Copy every record below exactly, leaving out any pictures.

Information Start Marker

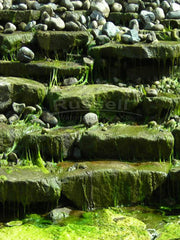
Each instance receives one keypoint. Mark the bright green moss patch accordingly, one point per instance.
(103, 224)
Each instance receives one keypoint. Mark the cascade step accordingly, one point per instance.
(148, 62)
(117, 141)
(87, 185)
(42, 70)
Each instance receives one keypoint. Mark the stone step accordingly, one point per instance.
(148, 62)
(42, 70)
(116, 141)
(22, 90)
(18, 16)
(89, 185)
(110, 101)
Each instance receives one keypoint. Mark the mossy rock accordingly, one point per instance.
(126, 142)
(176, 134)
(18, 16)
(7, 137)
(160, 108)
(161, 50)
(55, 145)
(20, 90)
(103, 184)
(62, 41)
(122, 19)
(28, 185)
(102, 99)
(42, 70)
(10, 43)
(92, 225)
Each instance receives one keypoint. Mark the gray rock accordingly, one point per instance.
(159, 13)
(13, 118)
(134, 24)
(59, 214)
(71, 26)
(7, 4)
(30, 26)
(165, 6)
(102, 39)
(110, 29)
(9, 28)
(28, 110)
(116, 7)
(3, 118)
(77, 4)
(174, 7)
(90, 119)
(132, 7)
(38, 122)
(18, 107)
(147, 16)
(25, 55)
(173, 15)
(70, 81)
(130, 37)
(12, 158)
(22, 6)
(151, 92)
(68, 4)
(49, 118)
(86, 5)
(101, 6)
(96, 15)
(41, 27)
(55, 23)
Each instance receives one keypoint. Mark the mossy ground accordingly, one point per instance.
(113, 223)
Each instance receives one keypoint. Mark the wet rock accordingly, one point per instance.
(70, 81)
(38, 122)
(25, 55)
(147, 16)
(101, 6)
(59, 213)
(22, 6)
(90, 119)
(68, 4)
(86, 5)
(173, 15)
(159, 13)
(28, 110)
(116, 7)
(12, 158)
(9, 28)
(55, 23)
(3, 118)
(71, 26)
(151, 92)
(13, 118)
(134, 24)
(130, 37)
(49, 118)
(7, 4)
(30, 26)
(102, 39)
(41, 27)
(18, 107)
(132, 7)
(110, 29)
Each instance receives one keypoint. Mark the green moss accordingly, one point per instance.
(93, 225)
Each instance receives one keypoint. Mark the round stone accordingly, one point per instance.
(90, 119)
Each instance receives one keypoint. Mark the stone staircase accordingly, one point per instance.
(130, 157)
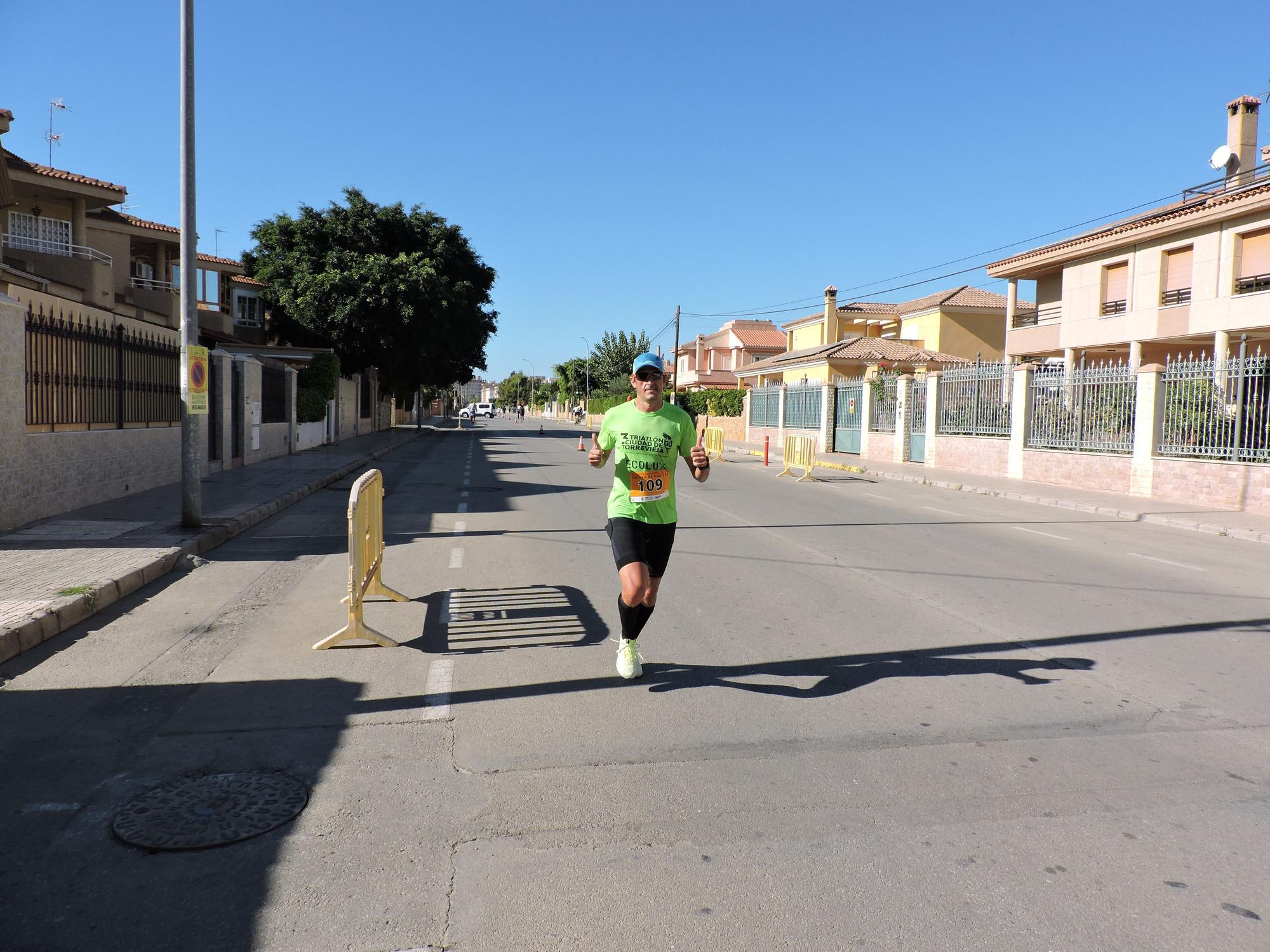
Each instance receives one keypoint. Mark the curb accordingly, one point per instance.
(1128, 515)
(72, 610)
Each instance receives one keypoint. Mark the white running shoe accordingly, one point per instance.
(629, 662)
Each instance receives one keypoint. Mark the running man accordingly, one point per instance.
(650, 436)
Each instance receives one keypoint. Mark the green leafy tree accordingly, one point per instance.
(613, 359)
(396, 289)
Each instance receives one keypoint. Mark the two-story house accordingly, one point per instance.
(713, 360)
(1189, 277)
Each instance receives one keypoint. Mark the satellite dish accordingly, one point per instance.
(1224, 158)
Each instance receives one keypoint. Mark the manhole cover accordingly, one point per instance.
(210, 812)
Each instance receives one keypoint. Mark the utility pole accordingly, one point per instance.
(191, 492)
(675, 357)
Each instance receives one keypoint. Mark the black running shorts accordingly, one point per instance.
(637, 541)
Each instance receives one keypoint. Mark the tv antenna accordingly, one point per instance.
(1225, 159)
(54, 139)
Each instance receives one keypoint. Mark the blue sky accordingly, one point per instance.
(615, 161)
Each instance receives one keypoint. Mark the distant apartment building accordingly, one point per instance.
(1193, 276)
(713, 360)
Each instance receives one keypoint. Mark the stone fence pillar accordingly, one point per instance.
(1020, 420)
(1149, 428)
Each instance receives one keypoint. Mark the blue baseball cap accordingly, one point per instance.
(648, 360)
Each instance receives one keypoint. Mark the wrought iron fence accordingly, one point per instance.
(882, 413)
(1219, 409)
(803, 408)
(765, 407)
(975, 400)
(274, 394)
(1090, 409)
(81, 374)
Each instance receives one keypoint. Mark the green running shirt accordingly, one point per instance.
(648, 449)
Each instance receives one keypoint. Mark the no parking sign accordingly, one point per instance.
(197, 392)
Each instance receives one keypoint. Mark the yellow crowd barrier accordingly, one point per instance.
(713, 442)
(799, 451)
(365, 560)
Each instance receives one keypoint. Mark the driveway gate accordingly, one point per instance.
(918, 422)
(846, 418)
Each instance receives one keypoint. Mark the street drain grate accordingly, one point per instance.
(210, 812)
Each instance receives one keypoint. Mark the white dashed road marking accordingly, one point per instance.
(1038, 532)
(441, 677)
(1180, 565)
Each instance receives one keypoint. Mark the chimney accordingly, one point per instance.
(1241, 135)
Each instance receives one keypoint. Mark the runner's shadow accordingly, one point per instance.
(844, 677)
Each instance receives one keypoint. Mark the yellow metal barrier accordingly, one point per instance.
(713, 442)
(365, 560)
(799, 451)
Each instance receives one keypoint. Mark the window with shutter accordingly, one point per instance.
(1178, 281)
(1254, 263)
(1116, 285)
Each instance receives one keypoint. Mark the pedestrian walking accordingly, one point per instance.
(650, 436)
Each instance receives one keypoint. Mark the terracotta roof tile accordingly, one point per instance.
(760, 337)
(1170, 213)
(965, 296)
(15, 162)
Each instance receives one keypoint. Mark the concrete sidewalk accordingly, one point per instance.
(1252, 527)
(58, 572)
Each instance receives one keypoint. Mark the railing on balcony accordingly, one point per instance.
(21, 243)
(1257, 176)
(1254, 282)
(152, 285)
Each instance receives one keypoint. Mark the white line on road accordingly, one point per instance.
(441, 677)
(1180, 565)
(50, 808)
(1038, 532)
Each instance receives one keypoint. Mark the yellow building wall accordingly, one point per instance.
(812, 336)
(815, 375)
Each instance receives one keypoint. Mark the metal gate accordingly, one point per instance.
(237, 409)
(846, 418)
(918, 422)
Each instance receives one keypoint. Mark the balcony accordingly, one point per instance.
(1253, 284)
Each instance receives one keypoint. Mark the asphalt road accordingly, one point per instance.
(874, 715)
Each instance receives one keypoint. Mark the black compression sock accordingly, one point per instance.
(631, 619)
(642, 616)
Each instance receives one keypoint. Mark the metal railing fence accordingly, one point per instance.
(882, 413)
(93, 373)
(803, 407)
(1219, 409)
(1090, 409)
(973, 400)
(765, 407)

Information End Marker

Expected answer:
Each instance receives one keypoint. Mark the bright green moss patch accordingly, one point per instance.
(103, 224)
Each instance receives one keypoint. Mark the cascade step accordingly, one point per instance.
(148, 62)
(117, 141)
(87, 185)
(42, 70)
Each instance receives one keypoint. Mark the stone step accordingly, one point per instance.
(148, 62)
(42, 70)
(116, 141)
(22, 90)
(18, 16)
(89, 185)
(110, 101)
Each instance receives one keypoint. Mark the mossy rock accordingly, one point per instance.
(126, 142)
(176, 134)
(18, 16)
(7, 137)
(160, 108)
(161, 50)
(55, 145)
(20, 90)
(103, 184)
(62, 41)
(122, 19)
(28, 185)
(102, 99)
(42, 70)
(10, 43)
(92, 225)
Each instance receives one keypoint. Mark the gray rock accordingly, one point per instance.
(159, 13)
(13, 118)
(134, 24)
(59, 214)
(71, 26)
(7, 4)
(30, 26)
(165, 6)
(102, 39)
(110, 29)
(9, 28)
(28, 110)
(116, 7)
(3, 118)
(77, 4)
(174, 7)
(90, 119)
(132, 7)
(38, 122)
(18, 107)
(147, 16)
(25, 55)
(173, 15)
(70, 81)
(130, 37)
(12, 158)
(22, 6)
(151, 92)
(68, 4)
(49, 118)
(86, 5)
(101, 6)
(96, 15)
(41, 27)
(55, 23)
Each instance receives one keypoint. Mark the mossy ground accordingly, one point per instance.
(113, 223)
Each instance receives one keypoint. Mark the wet rock accordingly, one point per instance.
(70, 81)
(38, 122)
(25, 55)
(147, 16)
(101, 6)
(59, 213)
(22, 6)
(90, 119)
(68, 4)
(86, 5)
(173, 15)
(159, 13)
(28, 110)
(116, 7)
(12, 158)
(9, 28)
(55, 23)
(3, 118)
(71, 26)
(151, 92)
(13, 118)
(134, 24)
(130, 37)
(49, 118)
(7, 4)
(30, 26)
(102, 39)
(41, 27)
(18, 107)
(132, 7)
(110, 29)
Each instance receives one keypoint. Mark the green moss accordingly, one point per instance.
(93, 225)
Each instance receives one keypoint. Mark the round stone accordingly, one point per instance.
(90, 119)
Each instance receives one keypoint. Mark the stone staircase accordingly, one point per instance.
(130, 157)
Each instance receives one keypoint. Mark the curb accordingly, one point per instance.
(1128, 515)
(72, 610)
Each instance receives one keypoint. Mark the white running shoe accordingly, one point per instance.
(629, 662)
Each instance receives one keypoint. Mark the running man accordingly, one point per instance.
(650, 436)
Each instance receives one keypoint. Mark the green leafy tree accordingly, one point per instance.
(613, 359)
(396, 289)
Each instance receives one keypoint. Mark the two-story house accordingly, one point per instance.
(713, 360)
(1189, 277)
Each instance receives one keypoint. Mark the satellite dish accordingly, one point per instance.
(1224, 158)
Each instance receives one keypoint. Mark the manhole cover accordingly, one point per instance.
(210, 812)
Each instance receives one keypoint. Mark the utility pole accordingly, one point per instance.
(191, 492)
(675, 357)
Each instance receives one keypoint. Mark the black running shorts accordingly, one point per instance.
(637, 541)
Each instance receives one keypoint. Mark the tv antenna accordingly, one point per instance.
(1225, 159)
(54, 139)
Each instance receives one keypoint. Mark the blue sky accordingly, one point per instance.
(615, 161)
Each instance receives one keypoint. Mark the distant apartment building accordingly, one point per instance.
(1193, 276)
(713, 360)
Each instance receives one keypoint. Mark the stone fence pillar accordingly, one point per instance.
(1020, 420)
(1149, 428)
Each instance receives one keypoint. Mark the blue baseball cap accordingly, one point per instance.
(648, 360)
Each instance receives one keypoint. Mark the wrought iron fence accordingly, one point per instance.
(882, 413)
(1219, 409)
(803, 408)
(765, 407)
(975, 400)
(274, 394)
(1090, 409)
(81, 374)
Each instance receives one keypoint. Mark the green running shirt accordingly, one point per instance.
(648, 449)
Each instance receives one keypoint. Mark the no parking sign accordingly, one point per instance.
(197, 392)
Each instance receives one keypoint. Mark the yellow crowd barrier accordingly, one point per instance.
(713, 442)
(799, 451)
(365, 560)
Each instance receives one keypoint. Mark the driveway gate accordingly, one point per instance.
(918, 422)
(846, 418)
Each instance receives one keypoint. Mark the street drain grate accordingly, one point per instance.
(210, 812)
Each instance receives one keypoint. Mark the white dashed road marking accordingly, one point per instance.
(1038, 532)
(441, 677)
(1180, 565)
Each instance receives one keypoint. Mark the chimney accordingly, one point per instance.
(1241, 135)
Each instance receives one keypoint. Mark the runner's shadow accordingly, one point per instance.
(844, 677)
Each instance receives one keypoint. Mark the yellow metal barrier accordingly, one point per instance.
(713, 442)
(365, 560)
(799, 451)
Each instance receives one keypoint. Mark the window with shutter accordingly, one point per instance.
(1178, 281)
(1254, 263)
(1116, 285)
Each instance receives one keypoint. Mark the pedestrian walking accordingly, one point per instance.
(650, 436)
Each instance receives one keypoint. Mark the terracotta roof tile accordingly, one point per instance.
(760, 337)
(1170, 213)
(965, 296)
(15, 162)
Each instance receives one keypoint. Mark the concrete sidewalk accordingly, one point per instance.
(1252, 527)
(58, 572)
Each instance receives one keypoint. Mark the railing on balcony accordingly, one point per instance.
(21, 243)
(1257, 176)
(1254, 282)
(152, 285)
Each instance receives one keypoint. Mark the white line on road accordingly, one point per instance.
(441, 677)
(1180, 565)
(50, 808)
(1038, 532)
Each instance receives one keypoint. Mark the yellow building wall accordingly, one point per instance.
(812, 336)
(815, 375)
Each instance receives one keypoint. Mark the metal gate accordingly, one point per instance.
(237, 409)
(846, 418)
(918, 422)
Each instance receives one keypoint. Mark the balcony accordingly, one point per instance.
(1253, 284)
Each instance receives one keypoint. Mark the asphalt road accordingly, one point per instance.
(874, 715)
Each instance receives one keypoint. Mark the black compression sock accordingly, one point per instance.
(631, 619)
(642, 616)
Each instance receives one keypoint. Mark the metal railing fence accordingly, one point per instance.
(882, 413)
(93, 373)
(803, 407)
(1219, 409)
(1090, 409)
(973, 400)
(765, 407)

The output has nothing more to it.